## ENTRIES SHOWN
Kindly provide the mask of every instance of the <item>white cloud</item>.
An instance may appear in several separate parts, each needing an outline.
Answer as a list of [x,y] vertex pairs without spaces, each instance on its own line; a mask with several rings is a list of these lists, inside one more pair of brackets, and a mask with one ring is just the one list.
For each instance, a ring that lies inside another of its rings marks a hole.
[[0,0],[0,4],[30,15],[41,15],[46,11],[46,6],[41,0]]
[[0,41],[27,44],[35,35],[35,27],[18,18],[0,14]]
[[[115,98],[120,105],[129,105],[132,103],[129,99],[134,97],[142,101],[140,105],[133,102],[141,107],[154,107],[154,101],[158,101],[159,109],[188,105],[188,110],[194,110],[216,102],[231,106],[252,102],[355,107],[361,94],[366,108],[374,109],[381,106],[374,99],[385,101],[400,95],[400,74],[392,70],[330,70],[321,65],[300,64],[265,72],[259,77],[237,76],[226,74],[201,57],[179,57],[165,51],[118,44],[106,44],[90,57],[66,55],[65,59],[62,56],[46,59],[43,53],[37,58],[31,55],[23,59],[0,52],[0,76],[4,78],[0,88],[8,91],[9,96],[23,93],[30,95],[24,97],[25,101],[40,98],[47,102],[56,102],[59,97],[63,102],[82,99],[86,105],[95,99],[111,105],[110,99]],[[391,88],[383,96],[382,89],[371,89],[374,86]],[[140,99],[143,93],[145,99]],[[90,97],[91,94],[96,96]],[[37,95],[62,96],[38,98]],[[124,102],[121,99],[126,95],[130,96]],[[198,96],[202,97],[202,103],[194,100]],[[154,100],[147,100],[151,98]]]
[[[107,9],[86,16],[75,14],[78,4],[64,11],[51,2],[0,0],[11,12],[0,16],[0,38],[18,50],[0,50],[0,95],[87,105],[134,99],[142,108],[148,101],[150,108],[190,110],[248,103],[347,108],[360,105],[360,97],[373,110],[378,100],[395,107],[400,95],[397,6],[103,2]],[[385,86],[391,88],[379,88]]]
--
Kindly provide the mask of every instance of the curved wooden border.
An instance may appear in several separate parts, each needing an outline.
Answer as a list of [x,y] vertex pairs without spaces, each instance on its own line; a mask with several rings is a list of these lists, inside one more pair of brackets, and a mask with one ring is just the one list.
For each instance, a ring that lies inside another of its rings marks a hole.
--
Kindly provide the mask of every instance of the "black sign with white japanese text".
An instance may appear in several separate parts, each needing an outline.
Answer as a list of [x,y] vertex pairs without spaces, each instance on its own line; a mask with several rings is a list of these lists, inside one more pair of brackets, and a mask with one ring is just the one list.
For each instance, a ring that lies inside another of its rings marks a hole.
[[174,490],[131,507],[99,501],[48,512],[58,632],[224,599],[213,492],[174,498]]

## WHAT TO WORK ON
Could you copy every line from the records that mentions the word "Kindly"?

## EXPECTED ANSWER
Kindly provide the mask of every instance of the <item>white cloud</item>.
Kindly provide the mask of every instance of the curved wooden border.
Kindly provide the mask of every instance of the "black sign with white japanese text".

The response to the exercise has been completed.